Text under study
◇ ◇ ◇

It’s been nearly two years since we released the first public version of Paperpile, a reference manager built from scratch for the web. During this time, Paperpile has grown into a fully featured tool used by thousands of researchers every day to find, collect, manage, read, annotate, share and write papers, boosting their academic productivity.

Today, we’re delighted to announce the release of a free fully featured citation manager as a standalone product that works with Google Docs, enabling you to collaboratively write papers and grants. Now everyone can add citations and bibliographies to a Google Doc, no account or sign-up is required.

Add our citation app in one click from the Google Docs add-on store!

Writing a paper in Google Docs the Paperpile way works like this:

  1. Install the Google Docs add-on
  2. Invite your colleagues to your documents and ask them to install the add-on.
  3. Add citations, here’s our cheat sheet

Collaborative writing needs collaborative citing

Many of us have observed that the author lists of academic papers are getting longer and longer. This is not surprising as science gets more interdisciplinary and collaborations grow. There has been some controversy surrounding the trend of “hyper authorship” with questions about the relative contributions of every author and the meaning of “authorship”.

Number of authors on academic papers increases

However, we’re more interested in the practical aspects of this debate. How do you write a paper with hundreds of authors in the first place? Even if only 10% of 200 authors of a paper actually take part in the writing there’s the not insignificant we are faced with the problem of 20 people editing the same document.

◇ ◇ ◇

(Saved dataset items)
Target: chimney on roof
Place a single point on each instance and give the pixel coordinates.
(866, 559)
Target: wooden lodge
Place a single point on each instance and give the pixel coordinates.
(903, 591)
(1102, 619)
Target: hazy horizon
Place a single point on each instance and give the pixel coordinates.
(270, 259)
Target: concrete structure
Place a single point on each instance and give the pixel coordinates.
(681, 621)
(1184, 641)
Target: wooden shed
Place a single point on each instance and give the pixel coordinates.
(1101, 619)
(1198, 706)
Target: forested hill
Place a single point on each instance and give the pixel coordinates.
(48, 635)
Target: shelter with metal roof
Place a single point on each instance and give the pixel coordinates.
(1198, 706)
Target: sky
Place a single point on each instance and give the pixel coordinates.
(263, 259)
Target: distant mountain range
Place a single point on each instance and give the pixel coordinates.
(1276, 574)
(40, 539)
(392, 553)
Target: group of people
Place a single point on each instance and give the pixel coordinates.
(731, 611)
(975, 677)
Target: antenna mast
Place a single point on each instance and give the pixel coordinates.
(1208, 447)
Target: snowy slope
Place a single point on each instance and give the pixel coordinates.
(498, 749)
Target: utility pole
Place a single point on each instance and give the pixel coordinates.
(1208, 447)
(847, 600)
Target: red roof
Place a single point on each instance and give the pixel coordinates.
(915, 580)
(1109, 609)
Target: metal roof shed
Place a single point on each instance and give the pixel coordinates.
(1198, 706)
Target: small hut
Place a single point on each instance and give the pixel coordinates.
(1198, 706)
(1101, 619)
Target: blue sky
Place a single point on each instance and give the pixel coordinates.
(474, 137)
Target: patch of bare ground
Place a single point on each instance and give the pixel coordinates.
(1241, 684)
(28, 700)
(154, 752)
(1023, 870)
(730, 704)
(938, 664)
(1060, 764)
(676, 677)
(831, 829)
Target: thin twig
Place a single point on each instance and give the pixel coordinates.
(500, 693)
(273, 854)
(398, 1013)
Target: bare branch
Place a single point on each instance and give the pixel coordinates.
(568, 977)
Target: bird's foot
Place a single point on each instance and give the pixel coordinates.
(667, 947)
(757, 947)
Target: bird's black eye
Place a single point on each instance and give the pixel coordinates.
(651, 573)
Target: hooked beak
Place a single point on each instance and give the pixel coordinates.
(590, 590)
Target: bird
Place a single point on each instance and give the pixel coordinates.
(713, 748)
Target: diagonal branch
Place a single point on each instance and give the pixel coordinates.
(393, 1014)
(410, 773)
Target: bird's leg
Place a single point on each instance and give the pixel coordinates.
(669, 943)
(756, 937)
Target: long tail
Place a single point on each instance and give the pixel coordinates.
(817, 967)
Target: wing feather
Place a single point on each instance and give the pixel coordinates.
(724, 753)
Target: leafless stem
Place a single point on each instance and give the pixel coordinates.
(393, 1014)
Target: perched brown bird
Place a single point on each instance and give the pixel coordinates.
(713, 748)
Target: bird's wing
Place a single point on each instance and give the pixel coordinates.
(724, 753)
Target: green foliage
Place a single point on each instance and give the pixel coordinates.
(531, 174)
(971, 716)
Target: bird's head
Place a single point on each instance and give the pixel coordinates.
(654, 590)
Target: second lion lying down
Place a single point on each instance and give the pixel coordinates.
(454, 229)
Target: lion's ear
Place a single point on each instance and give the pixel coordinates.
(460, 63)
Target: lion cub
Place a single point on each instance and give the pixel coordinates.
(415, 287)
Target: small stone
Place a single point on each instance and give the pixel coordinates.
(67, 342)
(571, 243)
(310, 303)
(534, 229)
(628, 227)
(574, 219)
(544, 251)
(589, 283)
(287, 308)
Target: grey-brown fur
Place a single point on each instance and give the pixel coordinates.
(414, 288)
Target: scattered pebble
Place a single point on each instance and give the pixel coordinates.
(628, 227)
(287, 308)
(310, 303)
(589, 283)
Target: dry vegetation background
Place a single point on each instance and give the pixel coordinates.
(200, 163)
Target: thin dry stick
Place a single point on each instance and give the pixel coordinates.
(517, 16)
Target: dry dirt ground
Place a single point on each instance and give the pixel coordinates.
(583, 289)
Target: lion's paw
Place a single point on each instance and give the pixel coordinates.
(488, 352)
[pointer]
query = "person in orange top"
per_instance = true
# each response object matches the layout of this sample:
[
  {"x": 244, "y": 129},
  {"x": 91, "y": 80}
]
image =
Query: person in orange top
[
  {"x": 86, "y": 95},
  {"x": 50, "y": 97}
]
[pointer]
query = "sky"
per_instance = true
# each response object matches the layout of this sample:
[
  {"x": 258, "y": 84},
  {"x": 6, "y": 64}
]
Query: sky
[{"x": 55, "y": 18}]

◇ ◇ ◇

Set of tasks
a. Please quote the Paperpile announcement word for word, everything from "Writing a paper" down to "install the add-on.".
b. Continue the Paperpile announcement from the point where it stops.

Written answers
a.
Writing a paper in Google Docs the Paperpile way works like this:

  1. Install the Google Docs add-on
  2. Invite your colleagues to your documents and ask them to install the add-on.

b.
My story

With a background in genomics, I’ve personally been part of several big consortia. I remember only too well editing the manuscript and supplementary text on a weekend right before the deadline for the paper submission of the ModENCODE project. I was not alone, more than 10 others were writing at the same time in a Google Doc.

That was back in 2011 and by then Google Docs already had impressively solved the problem of collaborative writing. Unfortunately this was not the case for academics. Citations and references were, frankly, a mess.

At some point in this painful process, the document was exported to Word because some poor colleague had to use EndNote to compile all the references. While the writing was a truly collaborative experience, reference management was a one-person-job and team productivity was set back by many years!

The manuscript was then sent around via email, it could only be edited by one person at a time and it required many “manuscript_final3.docx” versions until final submission. And of course, for the revisions we re-imported to Google Docs and started this tedious process all over again…

Our solution

Paperpile is about academic productivity. Fixing collaborative writing is a big part of this equation. As a startup, we occupy this space with others like ShareLatex, Overleaf, and Authorea which provide authoring platforms for academics.

Our approach is different. Paperpile does not seek to replace Google Docs but rather to extend it and make it a first class platform for academic writing.

What if there was a citation manager that came with multiple benefits and was as easy to use as Google Docs itself? Today we are launching our free Paperpile add-on for Google Docs, which we think comes very close:

  • Free, can be added with one click from the Google Docs add-on store.
  • No subscription or even sign-up required. Just use your Google account.
  • Self-contained and fully-featured. Includes everything that’s required to prepare citations and bibliography for an academic paper.
  • Fully collaborative, everyone can add, view and edit citations at the same time.
Features of Google Docs add-on

What can you do with the new add-on? The best way to find out is to try it out for yourself but here is a rundown of features:

  • Search online for journal articles and books while writing the paper
  • Look up PubMed IDs, DOIs and ISBNs
  • Add citations and bibliographies with one click
  • Supports all types of citations (in-text, footnotes, author-name, numeric, superscripts,…)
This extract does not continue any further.